▶ Directions
Copy the passage on Mauna Loa's lava-flow ecosystems word for word, from "Accumulation rates of" to "(SI) Table 3].".
Supplied passage Block Start
Amplified temperature dependence in ecosystems developing on the lava flows of Mauna Loa, Hawai'i

Abstract

Through its effect on individual metabolism, temperature drives biologically controlled fluxes and transformations of energy and materials in ecological systems. Because primary succession involves feedbacks among multiple biological and abiotic processes, we expected it to exhibit complex dynamics and unusual temperature dependence. We present a model based on first principles of chemical kinetics to explain how biologically mediated temperature dependence of "reactant" concentrations can inflate the effective temperature dependence of such processes. We then apply this model to test the hypothesis that the temperature dependence of early primary succession is amplified due to more rapid accumulation of reactants at higher temperatures. Using previously published data from the lava flows of Mauna Loa, HI, we show that rates of vegetation and soil accumulation as well as rates of community compositional change all display amplified temperature dependence (Q(10) values of approximately 7-50, compared with typical Q(10) values of 1.5-3 for the constituent biological processes). Additionally, in young ecosystems, resource concentrations increase with temperature, resulting in inflated temperature responses of biogeochemical fluxes. Mauna Loa's developing ecosystems exemplify how temperature-driven, biologically mediated gradients in resource availability can alter the effective temperature dependence of ecological processes. This mechanistic theory should contribute to understanding the complex effects of temperature on the structure and dynamics of ecological systems in a world where regional and global temperatures are changing rapidly.

Fig. 1.

Accumulation rates of aboveground biomass and soil mass, C, N, and P over the first century of primary succession on ‘a’a (triangles) and pāhoehoe (circles) flows along the elevation/temperature gradient on the wet (filled symbols; left axes) and dry (open symbols; right axes) sides of Mauna Loa. Note that the y axes differ. Solid and dashed lines indicate separate fits to wet- and dry-side data, respectively [supporting information (SI) Table 3].

Fig. 2.

Effects of mean annual temperature (plotted as inverse temperature, 1/kT, so that the slope is −ε) (A) and mean annual precipitation (Eq. 3) (B) on rates of primary succession on the lava flows of Mauna Loa. Plotted are partial residuals or the rate corrected for all variables but the one of interest. The full model (Table 1) accounts for process type, temperature, precipitation (Eq. 3) and lava type (‘a’a versus pāhoehoe).

Fig. 3.

Concentrations of key reactants (leaf biomass, leaf nutrients, and soil nutrients) in young sites (109–138 yr) spanning a temperature gradient.

Fig. 4.

Comparison of the average temperature dependence of primary succession on Mauna Loa (ml; ε = 1.8) (Table 1) with the rates typically observed for some of the constituent processes: nitrogen fixation by S. vulcani (n; E_a ≈ 0.95 eV), basalt weathering (w; E_a ≈ 0.4–0.5 eV), aerobic respiration rates (r; E_a ≈ 0.65 eV), and photosynthesis (p; E_a ≈ 0.3 eV). For display purposes, values are rescaled to normalize the rates to 1 at 7°C.
Supplied passage Block End
Data under study Block Start
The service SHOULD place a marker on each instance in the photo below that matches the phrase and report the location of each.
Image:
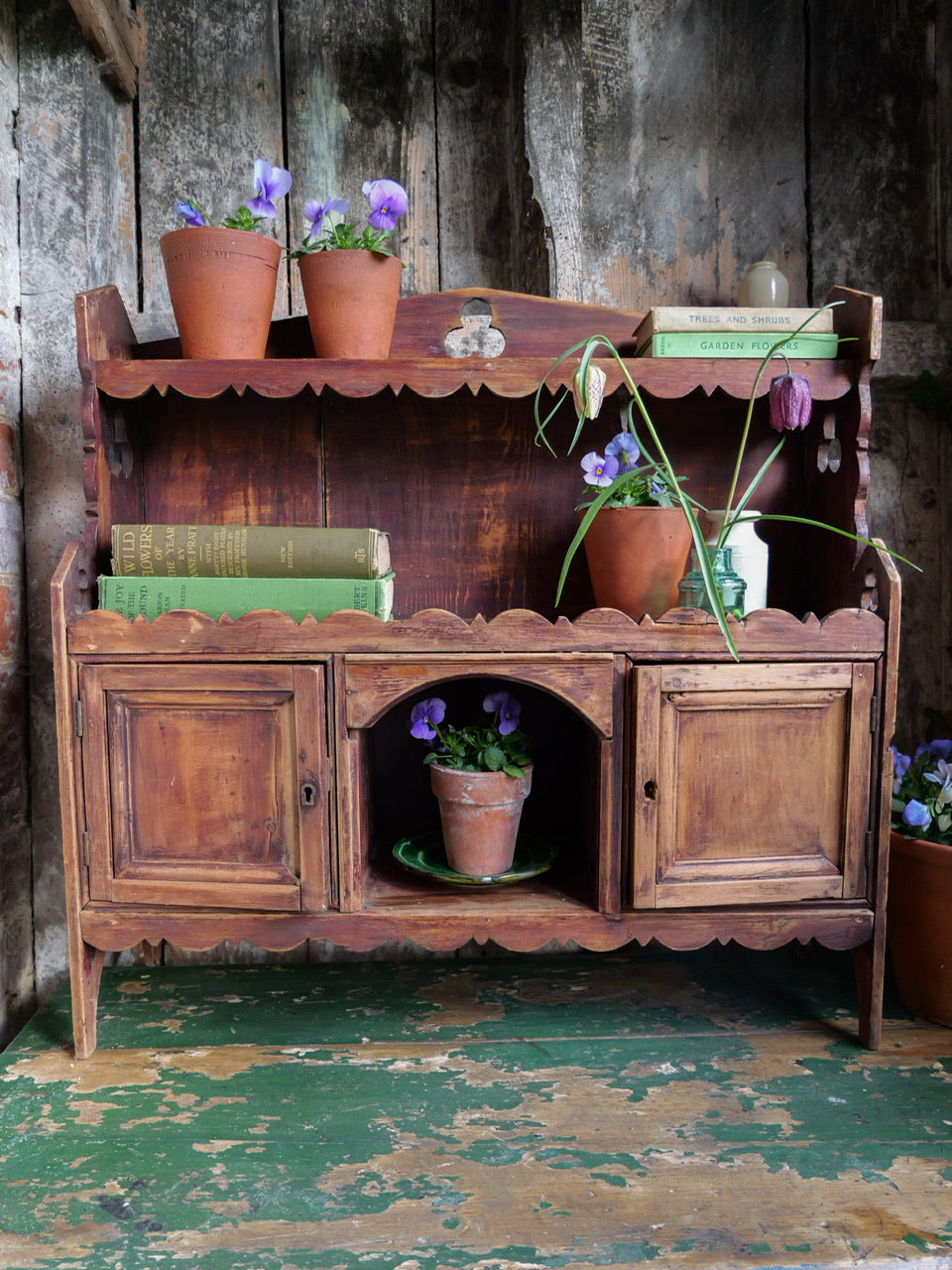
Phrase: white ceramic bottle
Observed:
(763, 286)
(749, 556)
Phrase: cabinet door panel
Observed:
(752, 785)
(206, 786)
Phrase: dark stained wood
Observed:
(209, 766)
(657, 85)
(794, 837)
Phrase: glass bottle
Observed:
(692, 592)
(763, 286)
(749, 556)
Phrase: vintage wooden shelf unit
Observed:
(248, 780)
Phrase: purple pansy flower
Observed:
(315, 212)
(189, 213)
(389, 202)
(507, 707)
(900, 762)
(791, 403)
(599, 468)
(625, 448)
(424, 717)
(270, 183)
(915, 813)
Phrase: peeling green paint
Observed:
(517, 1112)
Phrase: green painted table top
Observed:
(707, 1109)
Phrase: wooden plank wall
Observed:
(617, 151)
(16, 898)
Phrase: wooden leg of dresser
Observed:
(870, 968)
(84, 983)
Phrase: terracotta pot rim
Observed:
(204, 230)
(898, 842)
(467, 771)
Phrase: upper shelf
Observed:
(442, 343)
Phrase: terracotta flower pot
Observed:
(352, 298)
(221, 284)
(636, 557)
(480, 816)
(919, 925)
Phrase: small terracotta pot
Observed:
(480, 816)
(636, 557)
(919, 925)
(221, 285)
(352, 298)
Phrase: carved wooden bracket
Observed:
(113, 33)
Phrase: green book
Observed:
(320, 597)
(249, 552)
(728, 343)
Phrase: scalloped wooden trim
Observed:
(443, 376)
(440, 931)
(679, 633)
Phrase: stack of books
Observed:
(232, 570)
(734, 331)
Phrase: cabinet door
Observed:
(206, 785)
(751, 783)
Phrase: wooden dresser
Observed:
(248, 780)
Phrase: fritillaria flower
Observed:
(599, 468)
(315, 212)
(270, 183)
(588, 394)
(389, 202)
(791, 403)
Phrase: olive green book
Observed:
(730, 343)
(151, 595)
(249, 552)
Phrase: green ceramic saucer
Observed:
(424, 853)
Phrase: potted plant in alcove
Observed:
(711, 583)
(349, 276)
(481, 775)
(919, 908)
(222, 278)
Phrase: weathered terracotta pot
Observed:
(636, 557)
(352, 298)
(221, 284)
(919, 925)
(480, 816)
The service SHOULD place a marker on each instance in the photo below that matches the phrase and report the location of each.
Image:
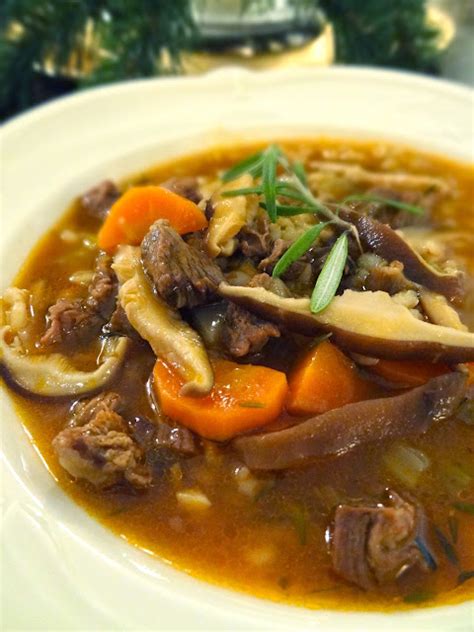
Data under study Block End
▶ Exercise response
Accumulation rates of aboveground biomass and soil mass, C, N, and P over the first century of primary succession on ‘a’a (triangles) and pāhoehoe (circles) flows along the elevation/temperature gradient on the wet (filled symbols; left axes) and dry (open symbols; right axes) sides of Mauna Loa. Note that the y axes differ. Solid and dashed lines indicate separate fits to wet- and dry-side data, respectively [supporting information (SI) Table 3].